___ Texto de leitura ___
Crêa a divisão militar da Guarda Real da Policia no Rio de Janeiro
Sendo de absoluta necessidade prover á segurança e tranquillidade publica desta Cidade, cuja população e trafico têm crescido consideravelmente, e se augmentará todos os dias pela affluencia de negocios Inseparável das grandes Capitaes; e havendo mostrado a experiencia, que o estabelecimento de uma Guarda Militar de Policia é o mais proprío não só para aquelle desejado fim da boa ordem e socego publico, mas ainda para obstar ás damnosas especulações do contrabando, que nenhuma outra providencia, nem as mais rigorosas leis prohibitivas tem podido cohibir: sou servido crear uma Divisão Militar da Guarda Real da Policia desta Corte, com a possível semelhança daquella que com tão reconhecidas vantagens estabeleci em Lisboa, a qual se organizarà na conformidade do plano, que com este baixa, assignado pelo Conde de Linhares, do meu Conselho de Estado Ministro e Secretario de Estado dos Negocios Estrangeiros e da Guerra. O Conselho Supremo Militar o tenha, assim entendido e o faça, executar na parte que lhe toca.
___
Resuma em duas frases o texto sobre a criação da Guarda Real da Polícia no Rio de Janeiro.
___ Seção de dados ___
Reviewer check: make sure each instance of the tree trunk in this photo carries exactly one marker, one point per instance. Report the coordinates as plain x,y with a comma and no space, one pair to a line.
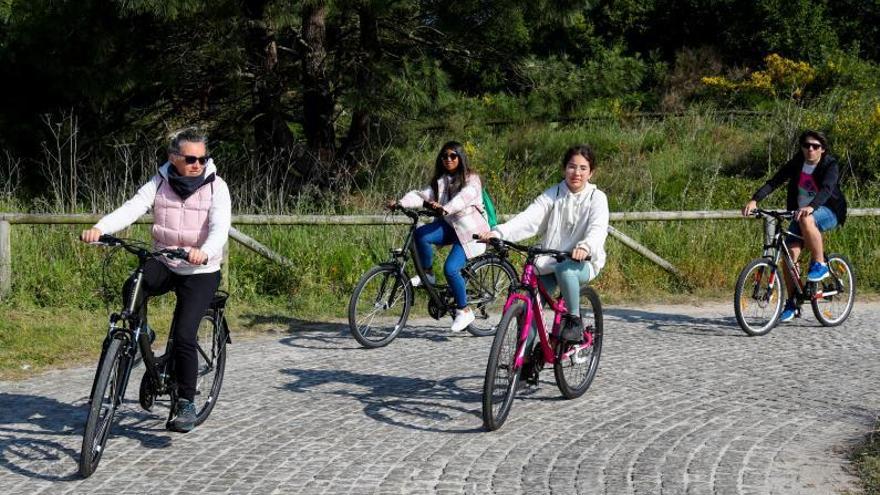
270,127
317,100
___
• **Resposta**:
Como a população e o comércio da cidade cresceram muito e a experiência mostrou que uma guarda militar de polícia é o meio mais próprio para manter a ordem e o sossego públicos e conter o contrabando, cria-se uma Divisão Militar da Guarda Real da Polícia da Corte, semelhante à estabelecida em Lisboa. Ela será organizada conforme o plano assinado pelo Conde de Linhares, e o Conselho Supremo Militar deve executá-lo na parte que lhe toca.